# START OF SELECTED EXCERPT
# Partial recordings after 6.3a upgrade



## karolinatx (Oct 5, 2006)

After weeks of forcing calls 6.3a finally hit my HR10-250 today. Yay, right? Sadly, no.

Things were peachy until I went to watch my recording of _Lost_. Only the first seven minutes were recorded. Then _The Nine_. That recorded everything except the last seven minutes.

No one at D*, either in technical support or retention, appears to have heard of this problem before. The last CSR in retention I spoke to was urging me to do a hard reset of the box, which I'm loathe to do without assurance it will indeed fix the problem as I have hours and hours of recordings I still plan to watch.

Could this be an indication of a failing hard drive? Something else completely? Am I truly one of the cursed?


----------



## newsposter (Nov 13, 2003)

I cant say if you are cursed but dont do the clear and delete until you have more bad recordings (at least). They can't really fix boxes over the phone but always say C/D and that will fix it all. to me, there has to be a breakpoint with X number of recordings not coming in for me to blame the upgrade (which i still dont have wahh)
# END OF SELECTED EXCERPT
# START OF DATASET CONTENT
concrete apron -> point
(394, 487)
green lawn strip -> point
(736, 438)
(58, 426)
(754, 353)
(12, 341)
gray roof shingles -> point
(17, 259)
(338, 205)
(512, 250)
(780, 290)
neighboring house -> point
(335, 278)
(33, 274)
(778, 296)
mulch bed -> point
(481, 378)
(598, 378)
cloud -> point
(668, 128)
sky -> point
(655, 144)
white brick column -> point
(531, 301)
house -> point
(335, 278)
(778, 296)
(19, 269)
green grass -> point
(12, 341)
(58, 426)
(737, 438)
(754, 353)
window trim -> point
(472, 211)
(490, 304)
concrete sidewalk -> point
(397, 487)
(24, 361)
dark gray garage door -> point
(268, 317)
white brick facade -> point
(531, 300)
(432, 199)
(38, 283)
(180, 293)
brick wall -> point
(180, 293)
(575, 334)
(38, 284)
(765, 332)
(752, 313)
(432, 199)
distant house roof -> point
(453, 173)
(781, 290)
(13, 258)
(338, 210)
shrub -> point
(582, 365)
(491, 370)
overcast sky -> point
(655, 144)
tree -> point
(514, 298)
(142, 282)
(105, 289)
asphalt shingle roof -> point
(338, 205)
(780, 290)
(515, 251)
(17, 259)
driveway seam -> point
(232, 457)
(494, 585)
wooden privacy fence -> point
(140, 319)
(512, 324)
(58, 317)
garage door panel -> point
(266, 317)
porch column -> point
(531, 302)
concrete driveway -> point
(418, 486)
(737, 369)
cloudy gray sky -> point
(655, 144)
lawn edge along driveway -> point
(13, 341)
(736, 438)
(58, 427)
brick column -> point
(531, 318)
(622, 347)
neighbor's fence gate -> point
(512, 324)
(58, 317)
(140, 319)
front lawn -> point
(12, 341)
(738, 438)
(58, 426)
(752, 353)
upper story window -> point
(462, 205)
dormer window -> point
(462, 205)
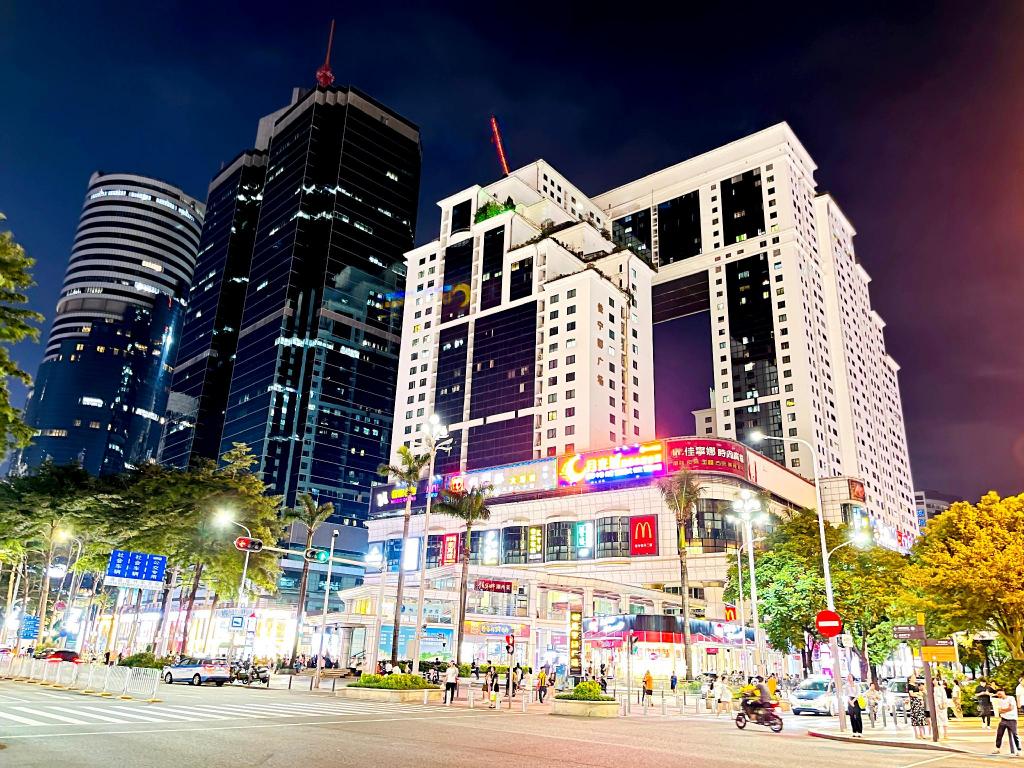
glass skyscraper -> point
(316, 334)
(101, 390)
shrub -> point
(146, 659)
(586, 691)
(393, 682)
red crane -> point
(496, 138)
(324, 75)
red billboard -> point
(643, 536)
(706, 455)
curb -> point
(883, 742)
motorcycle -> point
(753, 712)
(248, 674)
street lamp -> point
(748, 511)
(377, 560)
(327, 597)
(739, 594)
(223, 519)
(833, 642)
(437, 438)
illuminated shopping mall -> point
(587, 532)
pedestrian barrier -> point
(140, 682)
(114, 680)
(67, 677)
(91, 677)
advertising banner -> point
(643, 536)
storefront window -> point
(613, 537)
(559, 541)
(514, 545)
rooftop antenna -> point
(324, 75)
(496, 138)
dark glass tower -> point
(313, 383)
(210, 333)
(102, 387)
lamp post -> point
(829, 598)
(327, 596)
(223, 519)
(748, 512)
(742, 611)
(381, 562)
(437, 439)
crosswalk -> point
(47, 709)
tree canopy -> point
(969, 569)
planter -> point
(579, 709)
(386, 694)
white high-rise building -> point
(741, 233)
(526, 329)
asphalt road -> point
(208, 726)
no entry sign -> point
(828, 624)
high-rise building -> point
(749, 255)
(932, 503)
(210, 331)
(313, 377)
(526, 329)
(102, 386)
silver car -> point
(198, 671)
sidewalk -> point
(966, 736)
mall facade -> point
(579, 543)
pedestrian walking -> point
(916, 700)
(941, 709)
(853, 711)
(451, 682)
(875, 700)
(983, 693)
(1007, 709)
(956, 700)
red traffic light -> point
(245, 544)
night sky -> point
(913, 118)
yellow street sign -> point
(938, 653)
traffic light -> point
(317, 555)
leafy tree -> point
(408, 472)
(681, 493)
(969, 568)
(311, 515)
(15, 325)
(470, 507)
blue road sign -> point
(136, 569)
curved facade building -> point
(101, 390)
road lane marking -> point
(23, 721)
(89, 714)
(315, 723)
(934, 760)
(42, 713)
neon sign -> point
(535, 543)
(628, 462)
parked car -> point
(57, 654)
(198, 671)
(816, 695)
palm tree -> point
(681, 493)
(408, 472)
(312, 515)
(468, 506)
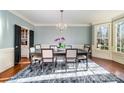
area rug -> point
(94, 74)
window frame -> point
(115, 41)
(96, 29)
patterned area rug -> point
(94, 74)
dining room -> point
(62, 46)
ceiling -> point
(51, 17)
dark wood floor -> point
(111, 66)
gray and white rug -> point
(94, 74)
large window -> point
(120, 37)
(102, 36)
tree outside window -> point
(102, 37)
(120, 37)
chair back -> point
(54, 47)
(47, 55)
(32, 50)
(38, 48)
(68, 46)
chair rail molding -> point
(6, 58)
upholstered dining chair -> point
(38, 48)
(34, 57)
(68, 46)
(48, 57)
(71, 57)
(87, 47)
(54, 47)
(83, 58)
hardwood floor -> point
(12, 71)
(111, 66)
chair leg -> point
(86, 64)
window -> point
(102, 36)
(120, 37)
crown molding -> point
(22, 17)
(70, 25)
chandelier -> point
(61, 26)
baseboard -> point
(6, 58)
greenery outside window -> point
(120, 37)
(102, 36)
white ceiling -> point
(49, 17)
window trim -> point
(96, 28)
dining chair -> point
(83, 58)
(48, 57)
(38, 48)
(87, 47)
(68, 46)
(54, 47)
(71, 57)
(34, 58)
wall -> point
(7, 22)
(73, 35)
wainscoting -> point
(80, 46)
(118, 57)
(102, 53)
(6, 59)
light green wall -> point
(7, 22)
(73, 35)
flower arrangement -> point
(60, 41)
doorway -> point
(24, 39)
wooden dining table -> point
(63, 52)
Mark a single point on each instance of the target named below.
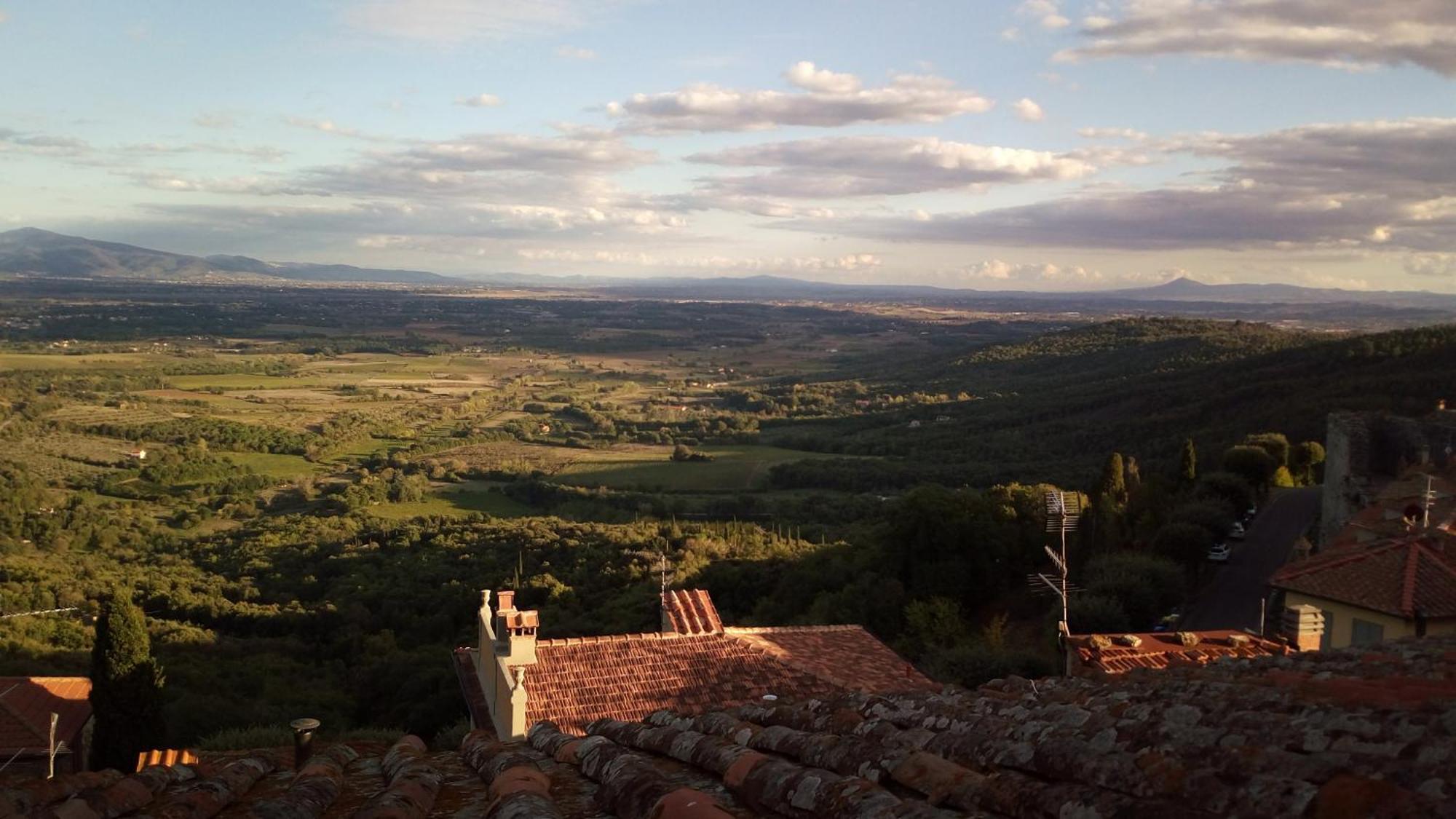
# END OF DATASET CONTENT
> **THE TASKS**
1. Answer these about the forum thread on partial recordings:
(a) Which box received the 6.3a upgrade?
(b) How much of the recording of _Lost_ was captured?
(c) What does newsposter say not to do until there are more bad recordings?
2. Transcribe the forum thread on partial recordings, starting with "# Partial recordings" and going on through "of the cursed?".

> **ANSWERS PROVIDED**
1.
(a) The HR10-250.
(b) Only the first seven minutes.
(c) The clear and delete.

2.
# Partial recordings after 6.3a upgrade



## karolinatx (Oct 5, 2006)

After weeks of forcing calls 6.3a finally hit my HR10-250 today. Yay, right? Sadly, no.

Things were peachy until I went to watch my recording of _Lost_. Only the first seven minutes were recorded. Then _The Nine_. That recorded everything except the last seven minutes.

No one at D*, either in technical support or retention, appears to have heard of this problem before. The last CSR in retention I spoke to was urging me to do a hard reset of the box, which I'm loathe to do without assurance it will indeed fix the problem as I have hours and hours of recordings I still plan to watch.

Could this be an indication of a failing hard drive? Something else completely? Am I truly one of the cursed?